─── Material shown
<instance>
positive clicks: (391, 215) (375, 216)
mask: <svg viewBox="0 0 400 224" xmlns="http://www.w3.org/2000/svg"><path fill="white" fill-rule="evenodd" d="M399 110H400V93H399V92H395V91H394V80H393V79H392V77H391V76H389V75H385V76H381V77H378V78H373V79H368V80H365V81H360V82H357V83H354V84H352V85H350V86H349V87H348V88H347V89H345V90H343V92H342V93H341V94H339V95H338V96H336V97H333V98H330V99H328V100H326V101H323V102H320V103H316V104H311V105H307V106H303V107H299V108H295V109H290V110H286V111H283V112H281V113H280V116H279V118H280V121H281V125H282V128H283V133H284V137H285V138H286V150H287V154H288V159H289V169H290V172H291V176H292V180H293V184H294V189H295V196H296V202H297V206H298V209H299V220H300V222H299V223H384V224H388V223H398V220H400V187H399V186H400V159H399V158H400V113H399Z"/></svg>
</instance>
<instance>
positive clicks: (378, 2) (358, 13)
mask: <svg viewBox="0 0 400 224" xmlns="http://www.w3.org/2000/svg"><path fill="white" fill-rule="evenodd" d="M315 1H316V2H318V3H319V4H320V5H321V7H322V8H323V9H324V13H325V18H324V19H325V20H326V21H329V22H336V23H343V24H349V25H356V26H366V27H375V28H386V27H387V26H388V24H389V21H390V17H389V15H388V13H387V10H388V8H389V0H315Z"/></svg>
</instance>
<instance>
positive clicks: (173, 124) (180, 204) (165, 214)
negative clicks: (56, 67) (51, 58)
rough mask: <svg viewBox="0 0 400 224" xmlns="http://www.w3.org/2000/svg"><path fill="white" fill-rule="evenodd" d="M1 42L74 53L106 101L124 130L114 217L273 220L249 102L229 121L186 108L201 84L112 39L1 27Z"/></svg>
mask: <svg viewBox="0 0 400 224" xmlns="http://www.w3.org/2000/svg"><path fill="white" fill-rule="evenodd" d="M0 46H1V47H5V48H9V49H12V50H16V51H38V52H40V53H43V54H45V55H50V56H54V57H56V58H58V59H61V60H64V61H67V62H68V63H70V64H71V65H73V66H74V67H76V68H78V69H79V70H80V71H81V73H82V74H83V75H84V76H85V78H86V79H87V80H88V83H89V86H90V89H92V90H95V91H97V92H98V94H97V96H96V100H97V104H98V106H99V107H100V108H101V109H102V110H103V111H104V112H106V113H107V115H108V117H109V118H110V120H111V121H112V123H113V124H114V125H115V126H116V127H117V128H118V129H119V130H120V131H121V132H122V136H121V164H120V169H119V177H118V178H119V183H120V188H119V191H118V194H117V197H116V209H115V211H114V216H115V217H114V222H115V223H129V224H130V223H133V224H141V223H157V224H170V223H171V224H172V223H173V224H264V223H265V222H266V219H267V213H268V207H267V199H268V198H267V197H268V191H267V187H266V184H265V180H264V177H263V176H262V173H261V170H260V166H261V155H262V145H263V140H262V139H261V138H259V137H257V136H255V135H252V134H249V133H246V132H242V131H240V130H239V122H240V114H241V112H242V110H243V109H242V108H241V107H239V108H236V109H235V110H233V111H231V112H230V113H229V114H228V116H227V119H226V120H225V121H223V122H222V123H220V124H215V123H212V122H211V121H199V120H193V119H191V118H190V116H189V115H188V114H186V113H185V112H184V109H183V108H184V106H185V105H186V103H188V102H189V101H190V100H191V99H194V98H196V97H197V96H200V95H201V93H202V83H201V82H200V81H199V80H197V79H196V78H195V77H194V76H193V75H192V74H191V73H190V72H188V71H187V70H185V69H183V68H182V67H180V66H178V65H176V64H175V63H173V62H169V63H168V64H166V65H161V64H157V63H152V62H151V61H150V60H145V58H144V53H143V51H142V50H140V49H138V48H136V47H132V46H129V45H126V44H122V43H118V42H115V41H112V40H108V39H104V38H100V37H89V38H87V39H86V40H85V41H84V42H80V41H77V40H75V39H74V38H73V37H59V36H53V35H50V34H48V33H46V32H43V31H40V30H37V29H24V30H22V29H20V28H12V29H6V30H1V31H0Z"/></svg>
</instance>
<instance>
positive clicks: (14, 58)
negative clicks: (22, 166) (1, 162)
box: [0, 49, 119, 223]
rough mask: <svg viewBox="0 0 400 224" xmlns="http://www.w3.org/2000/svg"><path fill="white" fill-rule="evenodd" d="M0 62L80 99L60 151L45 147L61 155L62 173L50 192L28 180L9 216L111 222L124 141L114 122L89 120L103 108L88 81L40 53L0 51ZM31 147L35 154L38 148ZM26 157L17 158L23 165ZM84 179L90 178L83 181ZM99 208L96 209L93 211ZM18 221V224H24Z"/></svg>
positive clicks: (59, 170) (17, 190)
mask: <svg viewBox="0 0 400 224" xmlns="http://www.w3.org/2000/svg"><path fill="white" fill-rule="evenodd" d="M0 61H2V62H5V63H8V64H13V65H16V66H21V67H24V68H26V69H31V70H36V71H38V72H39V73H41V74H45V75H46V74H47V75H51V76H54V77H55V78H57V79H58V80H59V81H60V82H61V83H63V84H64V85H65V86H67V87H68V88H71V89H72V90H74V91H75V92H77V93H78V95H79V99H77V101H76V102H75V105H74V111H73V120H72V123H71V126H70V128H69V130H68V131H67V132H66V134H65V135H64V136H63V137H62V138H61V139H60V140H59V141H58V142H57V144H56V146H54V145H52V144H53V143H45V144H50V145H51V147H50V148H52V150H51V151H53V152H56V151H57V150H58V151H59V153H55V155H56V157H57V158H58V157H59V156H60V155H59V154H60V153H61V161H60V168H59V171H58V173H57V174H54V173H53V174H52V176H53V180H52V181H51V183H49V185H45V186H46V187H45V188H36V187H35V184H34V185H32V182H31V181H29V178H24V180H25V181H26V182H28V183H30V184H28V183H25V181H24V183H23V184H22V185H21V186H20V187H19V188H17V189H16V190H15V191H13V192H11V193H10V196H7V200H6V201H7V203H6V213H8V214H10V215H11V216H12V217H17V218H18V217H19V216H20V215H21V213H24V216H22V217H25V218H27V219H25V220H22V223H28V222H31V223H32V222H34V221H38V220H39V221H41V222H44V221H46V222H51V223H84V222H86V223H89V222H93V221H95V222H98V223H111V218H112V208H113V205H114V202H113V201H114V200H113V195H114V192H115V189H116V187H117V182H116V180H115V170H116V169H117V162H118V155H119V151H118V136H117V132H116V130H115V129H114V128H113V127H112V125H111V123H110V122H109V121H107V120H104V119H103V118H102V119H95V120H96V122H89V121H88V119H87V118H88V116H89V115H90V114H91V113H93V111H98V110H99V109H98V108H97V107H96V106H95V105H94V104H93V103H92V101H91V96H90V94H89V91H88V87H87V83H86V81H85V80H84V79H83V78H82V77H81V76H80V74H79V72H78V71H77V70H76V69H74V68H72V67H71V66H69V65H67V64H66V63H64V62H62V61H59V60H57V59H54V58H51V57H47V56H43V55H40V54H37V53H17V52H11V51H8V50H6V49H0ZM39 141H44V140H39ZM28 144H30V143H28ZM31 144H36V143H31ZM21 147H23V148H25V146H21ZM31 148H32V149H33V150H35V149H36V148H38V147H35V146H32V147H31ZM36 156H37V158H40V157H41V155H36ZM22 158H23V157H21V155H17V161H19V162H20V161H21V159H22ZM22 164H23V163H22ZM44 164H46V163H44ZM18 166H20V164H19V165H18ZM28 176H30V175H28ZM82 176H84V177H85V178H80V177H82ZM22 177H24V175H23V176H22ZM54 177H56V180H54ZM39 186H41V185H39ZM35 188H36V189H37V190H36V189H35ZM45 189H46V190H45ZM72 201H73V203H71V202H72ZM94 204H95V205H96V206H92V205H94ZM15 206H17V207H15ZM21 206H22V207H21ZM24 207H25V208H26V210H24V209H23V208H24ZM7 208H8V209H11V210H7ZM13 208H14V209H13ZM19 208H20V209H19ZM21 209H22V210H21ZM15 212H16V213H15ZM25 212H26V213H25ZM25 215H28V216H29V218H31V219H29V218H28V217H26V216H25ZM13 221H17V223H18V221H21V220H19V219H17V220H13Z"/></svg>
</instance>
──────
#### What the task requires:
All lines above in which the word "negative" occurs should be identified and copied.

#### Answer below:
negative clicks: (56, 67) (51, 58)
negative clicks: (22, 166) (1, 162)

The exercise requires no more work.